DIRECTIVE A:
Duplicate, word for word, the passage of the post on professional development below, beginning with the words "Jan 22 2009" and ending after the words "to me before.".

____ EXCERPT PROVIDED

Jan 22 2009
Do you get enough?
credit: Robin Hutton
Thinking aloud about Professional development today and was wondering do we ever really get enough?
Why do I ask?
Well our employer, DET NSW, recently increased School Development Days from 3 to 5 days pa, always good to have more time to reflect, think & plan without the daily hustle and bustle.
I was interested to see this nationwide comparison across our 8 education departments, the range of PD offered had never occured to me before.
The range is 4 (Victoria) to 8 days (Tasmania) which is a 100% difference, (please correct my maths if thats wrong)
How vital do you think having 100% more time is? Does it matter? What is/could be achieved if your school PD was increased? at what cost or trade off?
These questions then got me thinking about our new 12 to 14 hours of extra school PD;
- Do you have school autonomy on PD content or are regional & systemic priorities set?

________
____ RECORDS SUPPLIED

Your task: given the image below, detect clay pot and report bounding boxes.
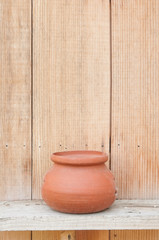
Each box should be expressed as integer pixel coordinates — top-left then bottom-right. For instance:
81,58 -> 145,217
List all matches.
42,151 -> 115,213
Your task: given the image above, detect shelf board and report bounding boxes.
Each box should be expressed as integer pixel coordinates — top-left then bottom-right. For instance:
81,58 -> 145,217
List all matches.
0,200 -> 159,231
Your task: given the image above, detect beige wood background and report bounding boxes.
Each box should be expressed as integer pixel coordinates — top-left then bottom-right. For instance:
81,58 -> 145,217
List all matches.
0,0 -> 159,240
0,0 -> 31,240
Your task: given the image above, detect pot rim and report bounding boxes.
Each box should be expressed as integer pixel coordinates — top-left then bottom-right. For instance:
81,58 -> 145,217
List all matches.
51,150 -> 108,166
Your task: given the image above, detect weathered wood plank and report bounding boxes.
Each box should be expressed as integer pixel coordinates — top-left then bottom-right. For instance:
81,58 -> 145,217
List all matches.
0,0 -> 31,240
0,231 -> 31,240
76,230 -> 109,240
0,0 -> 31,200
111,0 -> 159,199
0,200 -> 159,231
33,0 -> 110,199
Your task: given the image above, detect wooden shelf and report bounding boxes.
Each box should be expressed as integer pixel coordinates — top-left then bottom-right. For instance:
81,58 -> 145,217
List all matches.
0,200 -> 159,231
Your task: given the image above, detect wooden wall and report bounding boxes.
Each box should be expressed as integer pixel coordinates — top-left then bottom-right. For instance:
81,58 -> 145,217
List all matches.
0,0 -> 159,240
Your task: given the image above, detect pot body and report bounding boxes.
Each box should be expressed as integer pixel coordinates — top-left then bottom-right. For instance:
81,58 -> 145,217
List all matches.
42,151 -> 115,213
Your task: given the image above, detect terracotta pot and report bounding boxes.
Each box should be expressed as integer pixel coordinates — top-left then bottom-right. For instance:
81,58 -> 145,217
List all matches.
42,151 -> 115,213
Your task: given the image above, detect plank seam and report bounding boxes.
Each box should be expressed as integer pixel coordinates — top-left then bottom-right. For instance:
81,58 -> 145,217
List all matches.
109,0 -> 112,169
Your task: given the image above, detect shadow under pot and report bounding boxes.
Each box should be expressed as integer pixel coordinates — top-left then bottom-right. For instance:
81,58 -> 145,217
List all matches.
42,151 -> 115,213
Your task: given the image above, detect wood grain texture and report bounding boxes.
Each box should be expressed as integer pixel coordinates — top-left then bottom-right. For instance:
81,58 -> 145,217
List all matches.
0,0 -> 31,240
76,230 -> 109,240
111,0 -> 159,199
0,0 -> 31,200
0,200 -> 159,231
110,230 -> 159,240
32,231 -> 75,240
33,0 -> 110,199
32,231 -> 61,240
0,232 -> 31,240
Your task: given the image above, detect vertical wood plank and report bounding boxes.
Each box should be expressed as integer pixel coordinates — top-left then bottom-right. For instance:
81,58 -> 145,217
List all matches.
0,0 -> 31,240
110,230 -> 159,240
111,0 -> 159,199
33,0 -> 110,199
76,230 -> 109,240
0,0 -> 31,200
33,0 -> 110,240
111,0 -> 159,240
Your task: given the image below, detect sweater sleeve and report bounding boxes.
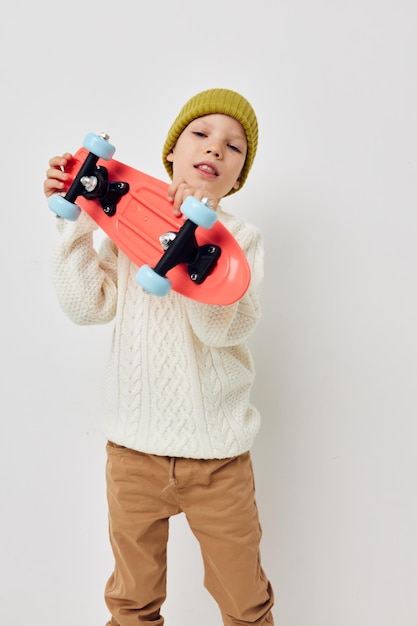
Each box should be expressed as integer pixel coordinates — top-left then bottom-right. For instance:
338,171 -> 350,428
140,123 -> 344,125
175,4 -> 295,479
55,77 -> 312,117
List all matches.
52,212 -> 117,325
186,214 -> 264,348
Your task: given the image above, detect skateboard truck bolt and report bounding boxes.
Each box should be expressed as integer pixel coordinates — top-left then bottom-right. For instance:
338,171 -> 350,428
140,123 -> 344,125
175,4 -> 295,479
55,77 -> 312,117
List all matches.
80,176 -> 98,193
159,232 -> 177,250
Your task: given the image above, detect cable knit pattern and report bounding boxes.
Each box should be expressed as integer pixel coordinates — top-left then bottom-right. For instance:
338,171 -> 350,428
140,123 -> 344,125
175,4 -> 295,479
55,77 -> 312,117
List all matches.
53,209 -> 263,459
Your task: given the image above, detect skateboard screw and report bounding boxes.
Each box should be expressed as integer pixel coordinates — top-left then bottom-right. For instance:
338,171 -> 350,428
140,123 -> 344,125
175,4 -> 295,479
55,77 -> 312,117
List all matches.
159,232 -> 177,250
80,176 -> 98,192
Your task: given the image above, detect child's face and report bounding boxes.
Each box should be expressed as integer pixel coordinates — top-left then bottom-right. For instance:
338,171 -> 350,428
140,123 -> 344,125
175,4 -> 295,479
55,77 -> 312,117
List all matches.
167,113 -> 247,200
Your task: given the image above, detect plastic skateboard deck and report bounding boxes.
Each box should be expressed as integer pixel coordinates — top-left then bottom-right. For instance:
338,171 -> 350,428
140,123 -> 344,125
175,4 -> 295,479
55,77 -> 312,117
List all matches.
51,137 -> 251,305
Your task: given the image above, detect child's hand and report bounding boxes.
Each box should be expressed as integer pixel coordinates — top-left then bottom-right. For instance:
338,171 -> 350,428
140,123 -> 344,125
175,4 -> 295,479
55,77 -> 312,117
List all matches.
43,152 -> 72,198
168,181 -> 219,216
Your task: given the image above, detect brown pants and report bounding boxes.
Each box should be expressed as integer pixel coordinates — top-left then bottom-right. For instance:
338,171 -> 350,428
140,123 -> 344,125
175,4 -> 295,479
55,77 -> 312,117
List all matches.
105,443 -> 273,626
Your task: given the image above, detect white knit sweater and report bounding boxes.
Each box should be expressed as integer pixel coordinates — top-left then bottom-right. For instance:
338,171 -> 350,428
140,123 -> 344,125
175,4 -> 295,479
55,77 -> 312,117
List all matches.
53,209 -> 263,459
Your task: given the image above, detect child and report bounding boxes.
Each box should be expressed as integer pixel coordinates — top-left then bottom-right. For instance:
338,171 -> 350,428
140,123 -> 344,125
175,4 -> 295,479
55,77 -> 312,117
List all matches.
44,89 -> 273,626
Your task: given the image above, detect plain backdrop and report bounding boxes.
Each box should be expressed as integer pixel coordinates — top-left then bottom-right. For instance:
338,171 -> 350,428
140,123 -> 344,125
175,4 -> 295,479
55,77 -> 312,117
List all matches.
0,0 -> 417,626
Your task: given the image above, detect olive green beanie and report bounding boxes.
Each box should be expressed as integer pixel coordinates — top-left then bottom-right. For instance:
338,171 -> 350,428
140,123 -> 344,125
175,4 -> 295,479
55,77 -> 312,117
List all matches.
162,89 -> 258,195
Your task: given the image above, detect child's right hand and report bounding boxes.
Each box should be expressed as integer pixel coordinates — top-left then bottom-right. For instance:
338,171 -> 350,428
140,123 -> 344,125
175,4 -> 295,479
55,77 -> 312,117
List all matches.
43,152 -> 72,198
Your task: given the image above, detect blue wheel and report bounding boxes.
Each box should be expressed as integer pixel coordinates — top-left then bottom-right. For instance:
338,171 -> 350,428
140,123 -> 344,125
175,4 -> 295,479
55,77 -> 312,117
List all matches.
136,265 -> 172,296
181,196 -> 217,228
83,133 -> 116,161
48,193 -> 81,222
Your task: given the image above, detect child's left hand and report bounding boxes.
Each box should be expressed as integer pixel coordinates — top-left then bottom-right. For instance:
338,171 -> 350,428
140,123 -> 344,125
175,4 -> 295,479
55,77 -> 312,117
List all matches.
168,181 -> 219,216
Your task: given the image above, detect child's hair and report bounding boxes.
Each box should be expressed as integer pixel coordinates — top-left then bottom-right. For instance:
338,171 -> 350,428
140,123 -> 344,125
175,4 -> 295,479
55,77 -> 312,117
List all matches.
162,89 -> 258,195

________
____ RECORDS SUPPLIED

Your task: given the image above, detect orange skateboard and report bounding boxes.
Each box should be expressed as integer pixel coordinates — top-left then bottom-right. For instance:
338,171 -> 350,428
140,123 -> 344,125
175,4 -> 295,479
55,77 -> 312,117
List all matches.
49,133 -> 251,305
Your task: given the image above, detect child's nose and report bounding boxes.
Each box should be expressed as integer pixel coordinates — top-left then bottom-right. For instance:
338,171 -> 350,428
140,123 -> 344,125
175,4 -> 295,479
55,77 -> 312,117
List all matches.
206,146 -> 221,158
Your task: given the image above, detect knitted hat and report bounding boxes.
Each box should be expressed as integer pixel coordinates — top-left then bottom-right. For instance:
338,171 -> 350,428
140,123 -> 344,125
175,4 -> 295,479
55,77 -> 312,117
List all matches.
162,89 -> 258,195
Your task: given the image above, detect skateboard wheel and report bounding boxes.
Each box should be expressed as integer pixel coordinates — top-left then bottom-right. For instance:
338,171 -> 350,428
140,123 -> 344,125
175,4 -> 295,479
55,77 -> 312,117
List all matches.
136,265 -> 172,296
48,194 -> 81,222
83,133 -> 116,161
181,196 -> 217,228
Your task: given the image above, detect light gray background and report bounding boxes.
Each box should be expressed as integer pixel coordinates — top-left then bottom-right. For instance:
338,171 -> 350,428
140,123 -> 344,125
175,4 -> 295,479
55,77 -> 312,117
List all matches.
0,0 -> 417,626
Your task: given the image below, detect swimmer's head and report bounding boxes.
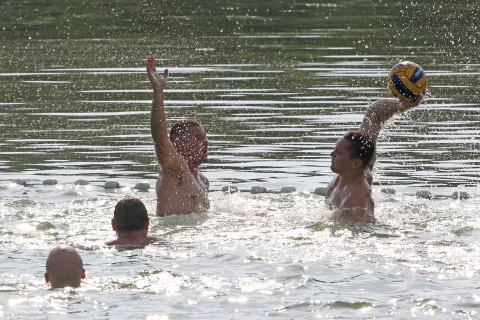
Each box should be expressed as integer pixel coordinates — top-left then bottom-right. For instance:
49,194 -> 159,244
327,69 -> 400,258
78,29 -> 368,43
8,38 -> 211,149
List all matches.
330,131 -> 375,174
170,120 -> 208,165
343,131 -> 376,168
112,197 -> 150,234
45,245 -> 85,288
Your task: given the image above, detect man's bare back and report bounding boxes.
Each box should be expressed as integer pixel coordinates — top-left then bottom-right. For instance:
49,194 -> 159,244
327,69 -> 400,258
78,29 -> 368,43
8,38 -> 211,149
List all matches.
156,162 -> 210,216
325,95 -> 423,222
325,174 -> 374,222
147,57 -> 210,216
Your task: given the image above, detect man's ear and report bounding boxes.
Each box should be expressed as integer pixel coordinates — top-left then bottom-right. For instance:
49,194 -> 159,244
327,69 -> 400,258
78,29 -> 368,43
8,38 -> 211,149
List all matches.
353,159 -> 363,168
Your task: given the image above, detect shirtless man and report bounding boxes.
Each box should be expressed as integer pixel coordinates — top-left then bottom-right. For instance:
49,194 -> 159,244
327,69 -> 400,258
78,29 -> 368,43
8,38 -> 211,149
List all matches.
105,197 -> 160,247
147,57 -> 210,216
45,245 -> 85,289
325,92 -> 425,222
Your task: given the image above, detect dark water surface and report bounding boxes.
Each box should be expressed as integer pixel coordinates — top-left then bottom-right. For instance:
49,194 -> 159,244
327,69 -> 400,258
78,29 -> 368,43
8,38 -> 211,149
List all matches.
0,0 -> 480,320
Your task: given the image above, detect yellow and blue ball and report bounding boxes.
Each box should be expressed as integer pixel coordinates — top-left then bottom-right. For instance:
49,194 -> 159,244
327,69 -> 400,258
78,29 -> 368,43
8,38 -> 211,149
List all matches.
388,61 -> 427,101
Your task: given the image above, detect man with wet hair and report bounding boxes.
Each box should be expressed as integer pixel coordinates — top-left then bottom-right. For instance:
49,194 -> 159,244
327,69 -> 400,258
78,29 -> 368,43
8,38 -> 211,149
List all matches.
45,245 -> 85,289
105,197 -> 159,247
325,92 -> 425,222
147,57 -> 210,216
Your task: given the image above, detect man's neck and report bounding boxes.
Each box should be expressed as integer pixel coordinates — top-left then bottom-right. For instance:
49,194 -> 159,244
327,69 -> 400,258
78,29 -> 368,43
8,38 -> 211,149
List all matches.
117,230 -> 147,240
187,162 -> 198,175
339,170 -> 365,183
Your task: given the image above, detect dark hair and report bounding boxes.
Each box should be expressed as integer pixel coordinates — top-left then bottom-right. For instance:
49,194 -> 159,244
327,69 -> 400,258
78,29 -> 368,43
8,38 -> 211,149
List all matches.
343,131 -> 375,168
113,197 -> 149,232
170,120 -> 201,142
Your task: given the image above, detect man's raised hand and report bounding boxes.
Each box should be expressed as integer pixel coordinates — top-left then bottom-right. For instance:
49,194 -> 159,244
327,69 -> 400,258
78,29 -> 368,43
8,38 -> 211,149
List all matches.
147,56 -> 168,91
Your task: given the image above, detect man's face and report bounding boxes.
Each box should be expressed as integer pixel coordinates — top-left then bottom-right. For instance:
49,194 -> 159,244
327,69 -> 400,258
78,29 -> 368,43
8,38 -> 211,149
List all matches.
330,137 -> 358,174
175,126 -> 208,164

________

DIRECTIVE B:
Set down verbatim the lines of the listing above, beginning at the line that contains "Your task: given the image below, detect sweater" and ending after the line that contains "186,214 -> 264,348". Omit the picture from your answer.

CORRECT OUTPUT A:
Jan 22 2009
Do you get enough?
credit: Robin Hutton
Thinking aloud about Professional development today and was wondering do we ever really get enough?
Why do I ask?
Well our employer, DET NSW, recently increased School Development Days from 3 to 5 days pa, always good to have more time to reflect, think & plan without the daily hustle and bustle.
I was interested to see this nationwide comparison across our 8 education departments, the range of PD offered had never occured to me before.

CORRECT OUTPUT B:
Your task: given the image below, detect sweater sleeve and report bounding boxes.
Each box should be expressed as integer pixel coordinates — top-left then bottom-right. For instance:
338,171 -> 350,428
140,123 -> 344,125
175,4 -> 295,479
55,77 -> 312,117
List all matches.
52,212 -> 117,325
186,214 -> 264,348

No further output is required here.